▶ _Available data_:
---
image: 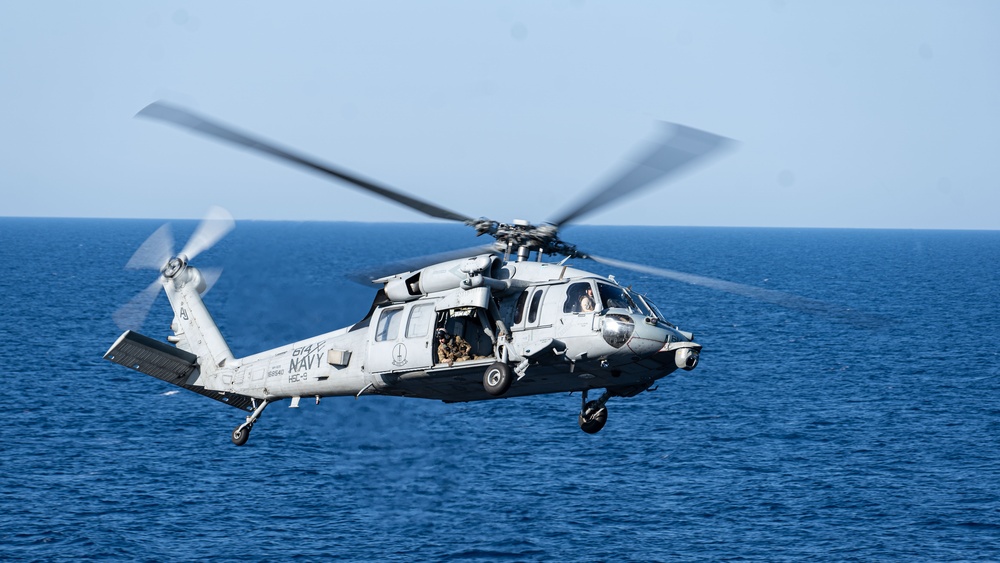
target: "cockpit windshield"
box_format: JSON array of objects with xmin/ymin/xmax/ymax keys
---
[{"xmin": 597, "ymin": 283, "xmax": 641, "ymax": 313}]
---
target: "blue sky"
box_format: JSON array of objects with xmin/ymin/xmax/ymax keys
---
[{"xmin": 0, "ymin": 0, "xmax": 1000, "ymax": 229}]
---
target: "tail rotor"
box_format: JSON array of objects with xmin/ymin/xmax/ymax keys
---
[{"xmin": 111, "ymin": 207, "xmax": 236, "ymax": 330}]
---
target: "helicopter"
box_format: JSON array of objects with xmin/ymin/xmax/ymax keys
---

▶ _What is expected_:
Express each line of the records above as a JSON list of strings, one string per line, omitting any blank lines. Leave the pictures out of the answer.

▶ _Problem solution_:
[
  "---",
  "image: ",
  "target: \"cockpit windshield\"",
  "box_format: JSON array of objects with xmin/ymin/xmax/ymax keys",
  "---",
  "[{\"xmin\": 597, \"ymin\": 283, \"xmax\": 641, \"ymax\": 313}]",
  "---",
  "target: \"blue sky\"",
  "box_format: JSON array of objects with xmin/ymin/xmax/ymax keys",
  "---",
  "[{\"xmin\": 0, \"ymin\": 0, \"xmax\": 1000, \"ymax\": 229}]",
  "---",
  "target: \"tail rotor\"",
  "box_format: JSON array of objects with xmin/ymin/xmax/ymax keys",
  "---",
  "[{\"xmin\": 111, \"ymin\": 207, \"xmax\": 236, \"ymax\": 330}]",
  "---",
  "target: \"helicopter\"",
  "box_format: JSON array of objects with xmin/ymin/xmax/ymax keys",
  "---"
]